WORK TO COMPLETE:
Rewrite all of the data below with every "indicate" swapped for "mark", keeping everything else unchanged, and leave the pictures out.

ROWS:
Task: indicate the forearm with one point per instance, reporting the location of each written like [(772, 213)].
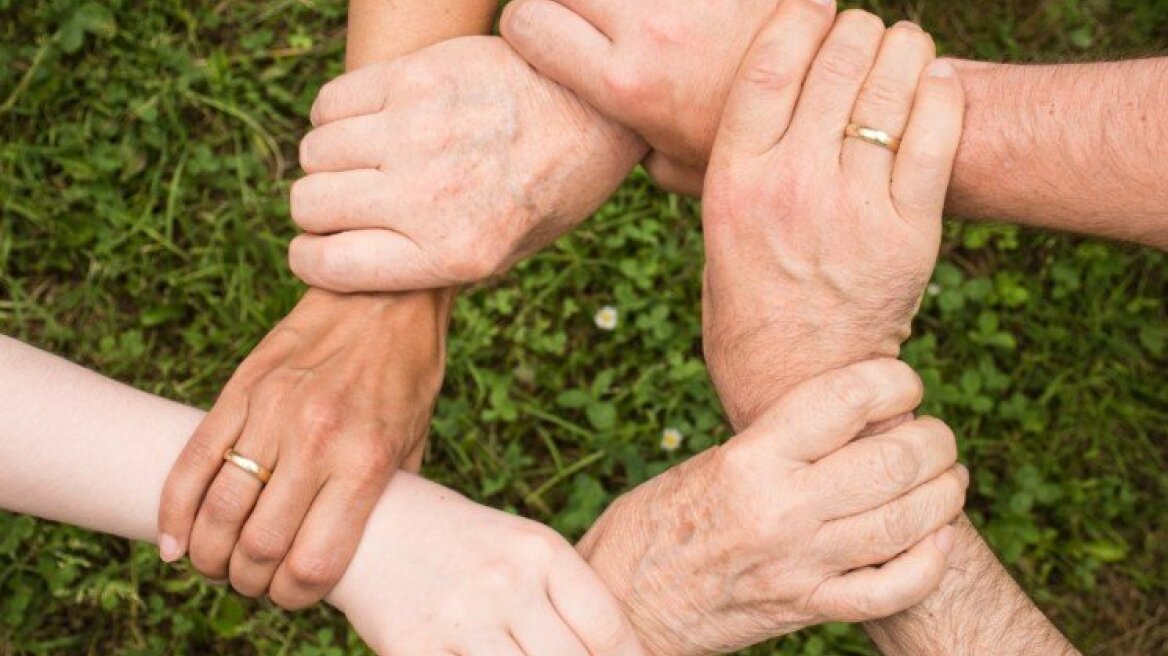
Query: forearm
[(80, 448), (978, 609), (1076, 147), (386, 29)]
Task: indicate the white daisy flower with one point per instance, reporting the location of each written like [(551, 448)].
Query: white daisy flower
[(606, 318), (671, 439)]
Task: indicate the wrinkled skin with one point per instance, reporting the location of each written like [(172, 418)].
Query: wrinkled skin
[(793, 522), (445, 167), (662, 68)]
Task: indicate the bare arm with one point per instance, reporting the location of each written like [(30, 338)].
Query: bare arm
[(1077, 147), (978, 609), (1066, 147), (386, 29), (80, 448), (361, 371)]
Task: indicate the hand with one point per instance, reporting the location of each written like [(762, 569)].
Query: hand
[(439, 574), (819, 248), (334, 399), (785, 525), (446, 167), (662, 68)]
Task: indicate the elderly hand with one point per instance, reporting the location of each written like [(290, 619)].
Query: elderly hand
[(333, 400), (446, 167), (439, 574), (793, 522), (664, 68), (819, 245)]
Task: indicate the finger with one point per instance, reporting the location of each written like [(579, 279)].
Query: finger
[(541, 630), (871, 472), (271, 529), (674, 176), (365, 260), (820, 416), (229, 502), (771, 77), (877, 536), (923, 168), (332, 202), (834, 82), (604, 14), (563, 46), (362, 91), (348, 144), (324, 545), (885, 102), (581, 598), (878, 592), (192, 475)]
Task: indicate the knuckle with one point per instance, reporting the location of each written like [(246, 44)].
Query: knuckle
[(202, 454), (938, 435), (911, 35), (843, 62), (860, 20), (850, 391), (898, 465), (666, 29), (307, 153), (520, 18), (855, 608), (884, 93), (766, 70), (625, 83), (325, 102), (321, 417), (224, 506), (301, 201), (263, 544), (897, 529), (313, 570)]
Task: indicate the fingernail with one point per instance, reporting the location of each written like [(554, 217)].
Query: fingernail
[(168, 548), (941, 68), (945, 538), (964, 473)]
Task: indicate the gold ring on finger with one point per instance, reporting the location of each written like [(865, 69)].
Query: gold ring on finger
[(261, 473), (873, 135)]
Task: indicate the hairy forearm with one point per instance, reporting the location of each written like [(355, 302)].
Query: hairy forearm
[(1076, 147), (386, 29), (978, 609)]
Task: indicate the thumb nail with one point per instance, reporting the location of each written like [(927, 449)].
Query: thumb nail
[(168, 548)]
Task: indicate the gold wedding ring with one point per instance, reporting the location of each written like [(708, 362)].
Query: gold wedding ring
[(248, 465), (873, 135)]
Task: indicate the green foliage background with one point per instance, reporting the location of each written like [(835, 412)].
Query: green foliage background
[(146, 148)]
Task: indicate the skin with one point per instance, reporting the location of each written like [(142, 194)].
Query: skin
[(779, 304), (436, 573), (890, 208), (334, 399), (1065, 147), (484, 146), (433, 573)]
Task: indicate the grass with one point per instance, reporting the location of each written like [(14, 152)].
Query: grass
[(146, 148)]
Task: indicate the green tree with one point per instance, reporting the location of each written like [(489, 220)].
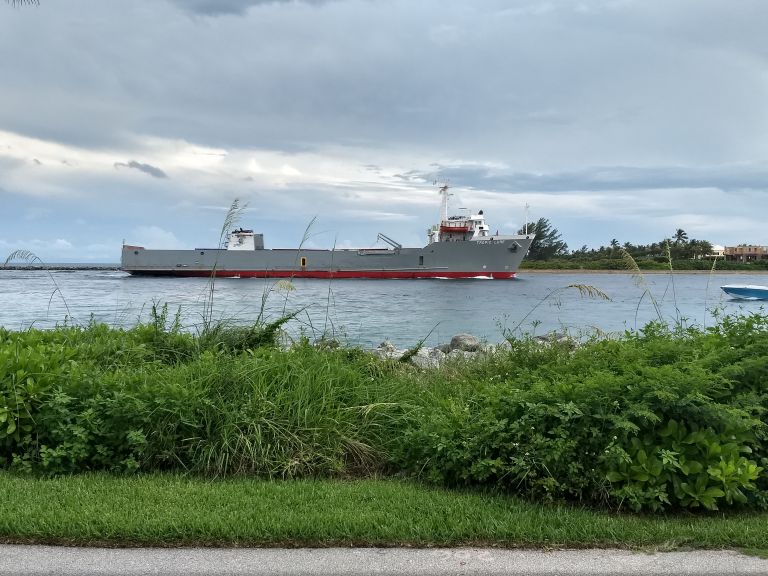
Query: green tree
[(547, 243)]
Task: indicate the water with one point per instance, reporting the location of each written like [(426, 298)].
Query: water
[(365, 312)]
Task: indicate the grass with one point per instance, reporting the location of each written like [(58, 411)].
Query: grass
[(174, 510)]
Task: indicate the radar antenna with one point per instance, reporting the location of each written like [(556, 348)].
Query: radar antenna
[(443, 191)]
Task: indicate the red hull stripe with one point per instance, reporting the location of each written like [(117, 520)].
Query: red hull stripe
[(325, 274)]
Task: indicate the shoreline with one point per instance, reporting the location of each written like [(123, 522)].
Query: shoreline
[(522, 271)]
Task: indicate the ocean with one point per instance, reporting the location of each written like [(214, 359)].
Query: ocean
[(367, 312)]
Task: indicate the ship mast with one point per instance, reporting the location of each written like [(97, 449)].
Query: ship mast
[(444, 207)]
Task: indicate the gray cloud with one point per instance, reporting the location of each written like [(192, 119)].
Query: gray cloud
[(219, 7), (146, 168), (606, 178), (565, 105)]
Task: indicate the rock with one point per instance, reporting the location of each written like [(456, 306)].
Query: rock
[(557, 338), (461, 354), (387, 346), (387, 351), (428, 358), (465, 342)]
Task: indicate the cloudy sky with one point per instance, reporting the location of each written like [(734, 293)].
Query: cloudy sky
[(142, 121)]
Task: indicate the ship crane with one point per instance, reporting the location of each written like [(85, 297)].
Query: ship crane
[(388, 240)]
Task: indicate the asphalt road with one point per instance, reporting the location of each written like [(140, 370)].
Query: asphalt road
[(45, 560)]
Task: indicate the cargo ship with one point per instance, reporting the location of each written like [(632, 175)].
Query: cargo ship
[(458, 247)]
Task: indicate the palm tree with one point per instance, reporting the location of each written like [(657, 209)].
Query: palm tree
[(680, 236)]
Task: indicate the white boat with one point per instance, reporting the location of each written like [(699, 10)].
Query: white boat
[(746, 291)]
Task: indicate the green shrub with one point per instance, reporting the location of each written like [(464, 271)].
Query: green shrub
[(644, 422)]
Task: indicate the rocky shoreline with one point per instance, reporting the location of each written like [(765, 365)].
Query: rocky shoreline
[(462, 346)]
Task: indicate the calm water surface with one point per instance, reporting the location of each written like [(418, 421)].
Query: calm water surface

SOLUTION TO THIS EXERCISE:
Task: mark the forearm with one point per instance, reporting the location of each written like [(772, 213)].
Query: forearm
[(80, 448), (978, 609), (1076, 147), (386, 29)]
Task: mark the white daisy flower with one point per instance, reporting the location of each written like [(551, 448)].
Query: white daisy flower
[(606, 318), (671, 439)]
Task: mark the wrinkled skin with one point per instance, reporting the location of each written like [(172, 418)].
Query: wrinkled skin
[(793, 522), (445, 167), (662, 68)]
Task: mark the bare arm with one point per instance, reporting the location of each written like [(30, 338)].
Query: bare arm
[(1077, 147), (978, 609), (1066, 147), (386, 29), (80, 448), (361, 371)]
Task: mark the hand with one point per instance, reporting the location of each written like [(762, 569)].
Query: hand
[(439, 574), (819, 248), (334, 399), (785, 525), (446, 167), (662, 68)]
Task: mark the elderly hand with one point per instance, reporting the location of each written like [(290, 619)].
Query: elderly hand
[(333, 400), (446, 167), (439, 574), (793, 522), (664, 68), (819, 245)]
Task: mark the finger with one point per instance, reporting the location of each written like [(579, 279)].
Query: finger
[(541, 630), (871, 472), (271, 529), (674, 176), (365, 260), (820, 416), (229, 502), (771, 77), (877, 536), (923, 168), (332, 202), (834, 82), (604, 14), (563, 46), (362, 91), (348, 144), (324, 545), (885, 102), (581, 598), (878, 592), (192, 475)]
Task: mark the knuckle with one point per instance, reporting the location of each written like [(246, 44)].
Query: knuckle
[(202, 454), (938, 435), (911, 35), (843, 62), (860, 20), (850, 391), (898, 465), (666, 29), (307, 153), (520, 18), (855, 608), (884, 93), (766, 70), (625, 83), (325, 102), (321, 417), (224, 506), (301, 201), (263, 544), (897, 529), (313, 570)]
Task: mark the fingernail with one point per instance, reporting the location of each written like [(554, 217)].
Query: fingernail
[(168, 548), (941, 68), (945, 538), (964, 473)]
Task: mark the gold ring on finger with one point per instance, reporting the location of each written like [(865, 69)].
Query: gold ring on finger
[(261, 473), (873, 135)]
Task: mark the hairy forearm with one point per instance, reporting the location of each written like [(355, 302)].
Query: hairy forearm
[(1076, 147), (386, 29), (978, 609)]
Task: mark the thumb nail with one point per instance, reporting the location of each written like [(927, 449)].
Query: thumb nail
[(168, 548)]
Task: mark the gold wedding ring with one point per instance, reporting the location of each written like [(708, 362)].
Query: gold wedding ring
[(248, 465), (873, 135)]
Task: mark the green foliage background with one point per instance, reporting the location of each written like [(835, 412)].
Query: green foliage background
[(146, 148)]
Task: mark the skin with one point per instance, reporting the location of each written like [(142, 194)].
Query: skin
[(779, 304), (436, 573), (890, 208), (334, 399), (1065, 147), (484, 146), (433, 573)]
Task: mark the grass with one point per instance, reporting the location of each written like [(14, 152)].
Query: grass
[(146, 148)]
Task: mark the green tree with one point per instance, reporting the location of each written like [(489, 220)].
Query: green tree
[(547, 243)]
Task: mark the water with one point per instance, reporting the location of each written like [(426, 298)].
Query: water
[(365, 312)]
Task: mark the grass with one point per instance, reporting the location of each written like [(58, 411)].
Query: grass
[(174, 510)]
Task: mark the radar antenna with one point per instance, reporting the location of each written like [(556, 348)].
Query: radar antenna
[(443, 191)]
Task: mark the red hull stripe with one point per instance, reporting the location of each written like [(117, 520)].
Query: red hull stripe
[(325, 274)]
Task: mark the shoreline with one point per instance, reporting the location of each written like [(123, 522)].
Query: shoreline
[(522, 271)]
Task: mark the ocean with one point per instance, reporting the location of each written like [(214, 359)].
Query: ocean
[(367, 312)]
Task: mark the ship mast with one point per instance, reporting the location of each written like [(97, 449)].
Query: ship mast
[(444, 207)]
Task: mark the gray cloud with one point per instance, reporting the location of each written like [(192, 119)].
Query: gray cloud
[(219, 7), (146, 168), (606, 178), (565, 105)]
Task: mark the rock with one point per instance, reporting the location of each written like [(456, 306)].
Query: rock
[(557, 338), (461, 354), (387, 346), (387, 351), (428, 358), (465, 342)]
Task: mark the cloudy sky with one point per instance, reporting the location of each written like [(734, 293)].
Query: cloudy sky
[(142, 121)]
Task: mark the ship crane with one point per instance, reporting the location of each written like [(85, 297)].
Query: ship crane
[(388, 240)]
Task: mark the asphalt road with one point per instance, reporting the location of each written like [(140, 370)].
Query: asphalt road
[(45, 560)]
Task: mark the cargo ship with one point per instance, reporting the location of each written like [(632, 175)].
Query: cargo ship
[(458, 247)]
Task: mark the palm tree with one point per instance, reporting the location of each written like [(657, 209)].
Query: palm tree
[(680, 236)]
Task: mark the white boat with one point per instance, reporting the location of each written like [(699, 10)].
Query: white boat
[(746, 291)]
Task: mark the green shrub with one point per instance, reporting the location of each written like [(464, 271)].
Query: green shrub
[(644, 422)]
Task: mark the rocky shoreline with one point per instance, reporting the location of each written like [(765, 365)].
Query: rocky shoreline
[(462, 346)]
Task: mark the calm water surface with one point per instance, reporting the location of each written like [(418, 421)].
Query: calm water surface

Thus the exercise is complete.